* BEGIN Reading text *
After waiting a number of weeks while my E3S was on backorder: It's finally here!

The fit and finish is very nice, and I love the feel of the clicky. 

On a 14500, it really does get those photons flowing.

Very, very nice.


----------



## 10.10.2010 (Oct 12, 2010)

All i can see is flat, simple, beautiful body on E3S without any knurling, I'm wondering how slick this E3S on your hand? 

When using 14500, on Hi-Mode, until how long you'll notice E3S start getting hot ?


----------



## mvyrmnd (Oct 12, 2010)

The surface is actually very finely brushed. I find it quite grippy.

On the 14500 it starts to get pretty toasty after a minute or two on high. On the 14500 low is more like medium.


----------



## 10.10.2010 (Oct 12, 2010)

@Mvyrmnd,

Thanks for the answers, it somewhat helps me. Actually the E3S body design makes me "put on hold" to get E3S. 

One more question, when you have water on E3S body, did you find the body still quite grippy?


----------



## mvyrmnd (Oct 12, 2010)

I haven't gotten it wet yet 

I think the E3S is one of those lights you keep to use as an EDC when you're out in a suit/tux. It's a very classy looking light, and still very capable in case you really need it.

It's not designed to be a everyday EDC.


----------



## 10.10.2010 (Oct 12, 2010)

Agree, it is not pure "EDC" light. 

My "EDC" light ( without considering how many mode does the light has) is a light witch 1 cell format, knurling body and it have a firm clip. Most feature i love is clip, this is only feature i could deployed my light relatively fast when i need it. Just Grab and then Deploy.

The only thing i might consider E3S is the K.I.S.S mode, it's only offered 2 modes, no disco mode, that's it !


----------



## Dan FO (Oct 12, 2010)

I like it because it's bulletproof with a great beam. I just can't think of a way to damage it and I really like the stainless steel switch cover. The build quality is superb!


----------



## mvyrmnd (Oct 12, 2010)

10.10. You should probably look at the E3S's little brother, the jetbeam BK135A


----------



## HIDblue (Oct 12, 2010)

Just FYI...I found this old thread where one of the Jetbeam dealers warned against using a 14500 battery in the E3S: 


http://www.cpfmarketplace.com/mp/showthread.php?t=226612


"Confirmed that you cannot use 14500, which could potentially damage the E3S."

:shakehead


----------



## mvyrmnd (Oct 12, 2010)

I'm wondering if that's just a heat thing. there's not much bodywork to act as a heatsink. 

Mine will be eating lithium AA's i think anyway. The 14500 makes it too hot to keep in there full-time.


----------



## HIDblue (Oct 13, 2010)

mvyrmnd said:


> Mine will be eating lithium AA's i think anyway. The 14500 makes it too hot to keep in there full-time.


 
Ditto. I tried running an AW 14500 in my E3S for EDC, but I tend to have my lights on for more than a couple minutes at a time and usually on high. So, needless to say, it just gets way too hot after a couple minutes of continuous use, so I'll just keep feeding it Lithium AA's...still plenty bright enough on the Lithiums and no concerns about overheating on high.

The E3S still puts a  on my face whenever I use it.


----------



## 10.10.2010 (Oct 14, 2010)
* END Reading text *
* BEGIN Records *
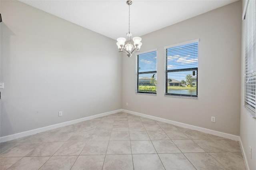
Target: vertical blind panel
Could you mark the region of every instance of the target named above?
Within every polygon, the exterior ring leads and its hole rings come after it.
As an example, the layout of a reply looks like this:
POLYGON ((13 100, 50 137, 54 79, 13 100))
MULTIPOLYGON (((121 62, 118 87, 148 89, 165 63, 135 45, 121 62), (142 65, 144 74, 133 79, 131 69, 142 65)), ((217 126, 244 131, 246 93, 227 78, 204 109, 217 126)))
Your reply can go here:
POLYGON ((137 92, 156 93, 156 55, 154 51, 137 55, 137 92))
POLYGON ((255 109, 255 1, 249 2, 245 19, 245 104, 254 111, 255 109))
POLYGON ((198 42, 166 49, 166 70, 197 67, 198 54, 198 42))

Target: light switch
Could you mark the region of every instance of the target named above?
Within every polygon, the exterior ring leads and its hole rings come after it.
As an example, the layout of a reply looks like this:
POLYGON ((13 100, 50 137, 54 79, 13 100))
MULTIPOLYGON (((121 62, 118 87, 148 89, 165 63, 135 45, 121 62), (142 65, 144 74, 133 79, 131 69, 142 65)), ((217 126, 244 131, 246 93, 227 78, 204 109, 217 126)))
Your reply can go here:
POLYGON ((0 89, 4 89, 4 83, 0 83, 0 89))

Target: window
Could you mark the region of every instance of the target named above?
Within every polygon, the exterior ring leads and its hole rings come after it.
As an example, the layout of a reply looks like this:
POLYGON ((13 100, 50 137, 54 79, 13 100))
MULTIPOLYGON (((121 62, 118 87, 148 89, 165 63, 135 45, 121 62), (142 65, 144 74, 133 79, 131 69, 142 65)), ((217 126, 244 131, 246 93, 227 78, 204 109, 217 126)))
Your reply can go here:
POLYGON ((197 97, 198 42, 165 47, 166 95, 197 97))
POLYGON ((245 14, 245 105, 255 112, 255 1, 249 0, 245 14))
POLYGON ((136 91, 156 93, 156 51, 137 55, 136 91))

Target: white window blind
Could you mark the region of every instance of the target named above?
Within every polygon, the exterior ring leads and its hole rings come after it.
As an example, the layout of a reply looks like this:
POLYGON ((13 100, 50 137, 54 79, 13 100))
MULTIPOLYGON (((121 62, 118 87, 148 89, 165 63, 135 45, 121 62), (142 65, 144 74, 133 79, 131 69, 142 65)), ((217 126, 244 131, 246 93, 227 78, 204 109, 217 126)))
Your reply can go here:
POLYGON ((136 92, 156 93, 156 51, 137 55, 136 92))
POLYGON ((249 0, 245 14, 245 105, 255 112, 255 1, 249 0))
POLYGON ((198 40, 165 48, 165 95, 197 97, 198 40))

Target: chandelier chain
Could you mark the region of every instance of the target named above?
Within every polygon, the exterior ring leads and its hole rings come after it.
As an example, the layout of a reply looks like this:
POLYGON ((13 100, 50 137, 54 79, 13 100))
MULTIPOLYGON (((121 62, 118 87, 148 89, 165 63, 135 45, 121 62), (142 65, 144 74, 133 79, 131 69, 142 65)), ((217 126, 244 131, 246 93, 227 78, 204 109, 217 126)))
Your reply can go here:
POLYGON ((129 34, 130 33, 130 5, 129 5, 129 34))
* END Records *
◆ What to produce
In the forum thread about the E3S flashlight, what material is the E3S switch cover made of?

◆ Task result
Stainless steel.